*TASK BRIEF:* The span to be transcribed begins with the line that contains "of the green" and ends with the last line of the listing; copy it exactly and include nothing else.
----------
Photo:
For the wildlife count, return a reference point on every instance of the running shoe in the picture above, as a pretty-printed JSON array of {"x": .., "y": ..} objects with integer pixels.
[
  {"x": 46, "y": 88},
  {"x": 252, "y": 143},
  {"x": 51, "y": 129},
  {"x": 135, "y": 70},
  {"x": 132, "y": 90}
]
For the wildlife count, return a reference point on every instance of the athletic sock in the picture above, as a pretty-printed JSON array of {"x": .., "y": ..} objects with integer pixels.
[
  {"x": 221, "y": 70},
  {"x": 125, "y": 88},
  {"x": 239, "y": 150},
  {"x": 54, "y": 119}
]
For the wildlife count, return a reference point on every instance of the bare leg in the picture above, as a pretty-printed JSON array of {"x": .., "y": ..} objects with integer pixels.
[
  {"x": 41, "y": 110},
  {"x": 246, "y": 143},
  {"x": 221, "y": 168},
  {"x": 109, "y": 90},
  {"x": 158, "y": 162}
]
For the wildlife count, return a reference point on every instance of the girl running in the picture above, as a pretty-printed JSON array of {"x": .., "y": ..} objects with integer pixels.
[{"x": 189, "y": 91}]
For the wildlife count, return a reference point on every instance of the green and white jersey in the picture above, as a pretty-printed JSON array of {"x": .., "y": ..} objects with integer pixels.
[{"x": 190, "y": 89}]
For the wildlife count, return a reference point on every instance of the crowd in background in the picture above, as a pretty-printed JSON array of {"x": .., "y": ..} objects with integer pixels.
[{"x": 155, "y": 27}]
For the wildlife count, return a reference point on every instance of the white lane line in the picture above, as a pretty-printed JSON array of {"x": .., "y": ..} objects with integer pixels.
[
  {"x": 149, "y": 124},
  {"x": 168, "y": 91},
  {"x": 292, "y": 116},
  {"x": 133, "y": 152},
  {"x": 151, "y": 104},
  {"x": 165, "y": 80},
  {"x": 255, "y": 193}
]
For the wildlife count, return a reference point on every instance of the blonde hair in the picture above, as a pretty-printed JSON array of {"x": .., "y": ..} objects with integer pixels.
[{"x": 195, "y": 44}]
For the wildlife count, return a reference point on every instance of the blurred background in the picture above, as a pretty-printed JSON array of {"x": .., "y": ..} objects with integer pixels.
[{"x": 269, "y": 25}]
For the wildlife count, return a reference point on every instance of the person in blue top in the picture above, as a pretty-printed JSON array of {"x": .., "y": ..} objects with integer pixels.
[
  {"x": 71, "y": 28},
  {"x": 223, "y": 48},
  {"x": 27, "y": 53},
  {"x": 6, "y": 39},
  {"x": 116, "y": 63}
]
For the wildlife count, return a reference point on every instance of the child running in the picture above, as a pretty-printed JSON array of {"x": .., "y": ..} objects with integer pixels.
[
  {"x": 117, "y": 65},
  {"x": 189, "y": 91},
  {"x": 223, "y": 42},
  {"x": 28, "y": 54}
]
----------
*TASK ANSWER:*
For the wildlife count, return a reference point on every instance of the green and white jersey in the picture above, as a pretty-printed JSON array of {"x": .., "y": ..} objects with integer pixels.
[{"x": 190, "y": 89}]
For the wildlife count, return a reference point on every instance of the crowd in background in the picture above, as a pretty-printed JSON array of {"x": .., "y": ..} objects with integer pixels.
[{"x": 155, "y": 27}]
For the wildlife count, return a reference point on every instance of the white lane line in the picture above, as a pretty-printed JSON array of {"x": .., "y": ..} objects with integer pixels.
[
  {"x": 149, "y": 124},
  {"x": 168, "y": 91},
  {"x": 292, "y": 116},
  {"x": 133, "y": 152},
  {"x": 151, "y": 104},
  {"x": 165, "y": 80},
  {"x": 255, "y": 193}
]
For the wildlife count, return a reference point on every instance of the blonde hair in the picture above, as a pretty-printed JSON array of {"x": .., "y": ..} objects with integer pixels.
[{"x": 195, "y": 44}]
For the wildlife count, return a reference point on every instance of the blurred background in the picture above, as a pretty-printed JSON array of {"x": .., "y": ..} objects with integer pixels.
[{"x": 269, "y": 25}]
For the wildlife count, return a reference point on every instance of the person in blue top in the picture above, as a pretty-printed JSON array of {"x": .., "y": ..} objects with integer pixels.
[
  {"x": 71, "y": 28},
  {"x": 223, "y": 48},
  {"x": 27, "y": 53},
  {"x": 6, "y": 39},
  {"x": 116, "y": 63}
]
For the wildlife count, return a reference point on every instance of the child running in the picture above, as a pretty-printed JSON array of {"x": .., "y": ..} objects with integer pixels.
[
  {"x": 117, "y": 65},
  {"x": 189, "y": 91},
  {"x": 223, "y": 42},
  {"x": 28, "y": 54}
]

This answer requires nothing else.